Reading passage
-------------------------
FINNS: An Oral History of Finnish-Americans in New Hampshire’s Monadnock Region
Excerpted from FINNS: An Oral History... by Patricia Kangas Ktistes, 1997, all rights reserved.
Martin Seppala
It’s an absolute characteristic of construction that when you teach people the trade, real ambitious go-getters are going to go out on their own. Inevitably. And that’s fine. I wouldn’t even guess how many companies in the New Ipswich area spun off from Seppala & Aho. It was my nature to keep expanding; I still do. We bought the most modern equipment. We went into steel fabricating, then scaffold manufacturing and sold those businesses off. We had our own architectural and engineering. Then we went into all the trades: ready-mixed concrete, roofing, electrical. I think Walter Aho worked for us with the electrical division and we sold out to him: Grace Electric.
The same thing has happened in South Carolina. We started out as Seppala & Aho—we kept that name even if my brother-in-law Hjalmar Aho and I split up in 1971—and by the way, it was a very friendly split. Hjalmar’s the most upright man I’ve ever met. We had a pleasurable business together. Eventually we changed the name here to Seppala Homes: we build 200 homes a year. We have people in the area who worked for us in the beginning and now a lot of them are running their own construction companies.
-------------------------
Records from a data collection:
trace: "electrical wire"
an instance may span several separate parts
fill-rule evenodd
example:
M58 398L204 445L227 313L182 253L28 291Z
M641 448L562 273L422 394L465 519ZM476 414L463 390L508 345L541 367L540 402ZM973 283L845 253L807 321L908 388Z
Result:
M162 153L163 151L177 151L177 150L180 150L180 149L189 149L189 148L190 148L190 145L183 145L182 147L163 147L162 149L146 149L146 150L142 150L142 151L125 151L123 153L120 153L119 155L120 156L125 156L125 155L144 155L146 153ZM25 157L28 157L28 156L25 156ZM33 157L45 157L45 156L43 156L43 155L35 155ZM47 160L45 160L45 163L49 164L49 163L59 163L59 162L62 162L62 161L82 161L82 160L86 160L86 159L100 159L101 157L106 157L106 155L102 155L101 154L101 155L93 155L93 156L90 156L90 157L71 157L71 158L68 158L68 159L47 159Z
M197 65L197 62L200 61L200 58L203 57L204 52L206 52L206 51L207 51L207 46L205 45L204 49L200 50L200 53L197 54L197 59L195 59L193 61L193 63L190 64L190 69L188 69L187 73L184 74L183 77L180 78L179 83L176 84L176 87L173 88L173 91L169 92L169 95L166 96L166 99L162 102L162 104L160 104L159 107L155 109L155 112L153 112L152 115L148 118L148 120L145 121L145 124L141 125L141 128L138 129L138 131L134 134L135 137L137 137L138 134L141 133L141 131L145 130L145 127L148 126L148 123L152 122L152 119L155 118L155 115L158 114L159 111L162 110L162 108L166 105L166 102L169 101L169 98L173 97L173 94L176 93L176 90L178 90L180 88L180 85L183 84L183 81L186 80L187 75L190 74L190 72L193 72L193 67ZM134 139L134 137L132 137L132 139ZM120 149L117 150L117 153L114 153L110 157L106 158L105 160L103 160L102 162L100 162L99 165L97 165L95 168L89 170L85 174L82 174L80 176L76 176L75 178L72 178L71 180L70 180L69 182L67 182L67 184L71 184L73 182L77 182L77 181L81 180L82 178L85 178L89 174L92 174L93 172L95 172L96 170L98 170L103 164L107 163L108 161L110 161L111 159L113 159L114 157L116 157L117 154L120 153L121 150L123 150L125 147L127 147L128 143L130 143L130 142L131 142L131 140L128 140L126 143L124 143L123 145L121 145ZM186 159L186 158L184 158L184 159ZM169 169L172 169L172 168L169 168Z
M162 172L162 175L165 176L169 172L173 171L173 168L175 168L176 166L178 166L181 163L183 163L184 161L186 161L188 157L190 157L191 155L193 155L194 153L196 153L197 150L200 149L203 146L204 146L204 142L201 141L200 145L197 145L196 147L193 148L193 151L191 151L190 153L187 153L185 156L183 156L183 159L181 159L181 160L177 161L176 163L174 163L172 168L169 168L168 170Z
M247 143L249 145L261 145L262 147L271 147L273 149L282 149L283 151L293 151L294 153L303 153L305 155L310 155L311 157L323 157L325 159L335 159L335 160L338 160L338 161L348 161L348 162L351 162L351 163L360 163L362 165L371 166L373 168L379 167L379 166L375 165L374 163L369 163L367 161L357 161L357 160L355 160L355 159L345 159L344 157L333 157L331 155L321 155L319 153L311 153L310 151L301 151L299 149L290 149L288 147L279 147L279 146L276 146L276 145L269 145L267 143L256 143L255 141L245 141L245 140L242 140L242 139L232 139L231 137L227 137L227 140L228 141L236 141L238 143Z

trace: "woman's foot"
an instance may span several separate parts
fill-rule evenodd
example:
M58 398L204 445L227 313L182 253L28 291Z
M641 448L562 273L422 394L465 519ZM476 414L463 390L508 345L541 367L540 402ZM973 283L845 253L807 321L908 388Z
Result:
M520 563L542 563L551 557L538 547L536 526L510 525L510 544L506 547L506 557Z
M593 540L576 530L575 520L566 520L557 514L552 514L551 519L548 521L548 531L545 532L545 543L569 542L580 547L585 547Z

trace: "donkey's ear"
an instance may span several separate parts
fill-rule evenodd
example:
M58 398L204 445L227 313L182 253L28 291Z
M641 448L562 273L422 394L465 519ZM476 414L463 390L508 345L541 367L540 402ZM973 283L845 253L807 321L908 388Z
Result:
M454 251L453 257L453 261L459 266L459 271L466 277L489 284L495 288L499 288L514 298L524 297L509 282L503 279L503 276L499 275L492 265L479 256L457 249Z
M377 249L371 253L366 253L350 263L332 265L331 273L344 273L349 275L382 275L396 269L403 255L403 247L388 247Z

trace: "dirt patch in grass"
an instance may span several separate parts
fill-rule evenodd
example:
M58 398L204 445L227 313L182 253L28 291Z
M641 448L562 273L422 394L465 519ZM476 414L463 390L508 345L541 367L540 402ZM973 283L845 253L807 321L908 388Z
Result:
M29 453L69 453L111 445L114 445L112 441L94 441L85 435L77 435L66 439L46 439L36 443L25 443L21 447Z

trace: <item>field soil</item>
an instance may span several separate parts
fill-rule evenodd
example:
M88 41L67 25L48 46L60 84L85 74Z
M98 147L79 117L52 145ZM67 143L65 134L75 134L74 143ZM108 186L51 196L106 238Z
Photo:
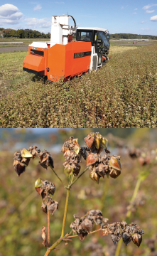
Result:
M12 51L28 50L28 46L9 46L0 47L0 53L9 53Z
-------------------------
Required work
**1.** Copy a passage from the Martin Seppala excerpt, beginning at the words "FINNS: An Oral History of" and stopping after "him: Grace Electric.".
**2.** According to the Martin Seppala excerpt, how many homes a year does Seppala Homes build?
**3.** Translate this sentence from the Martin Seppala excerpt into Spanish: "Hjalmar’s the most upright man I’ve ever met."
These items are separate material, unrelated to the Martin Seppala excerpt.

Exercise solutions
**1.**
FINNS: An Oral History of Finnish-Americans in New Hampshire’s Monadnock Region
Excerpted from FINNS: An Oral History... by Patricia Kangas Ktistes, 1997, all rights reserved.
Martin Seppala
It’s an absolute characteristic of construction that when you teach people the trade, real ambitious go-getters are going to go out on their own. Inevitably. And that’s fine. I wouldn’t even guess how many companies in the New Ipswich area spun off from Seppala & Aho. It was my nature to keep expanding; I still do. We bought the most modern equipment. We went into steel fabricating, then scaffold manufacturing and sold those businesses off. We had our own architectural and engineering. Then we went into all the trades: ready-mixed concrete, roofing, electrical. I think Walter Aho worked for us with the electrical division and we sold out to him: Grace Electric.

**2.** 200 homes a year.

**3.** Hjalmar es el hombre más íntegro que he conocido.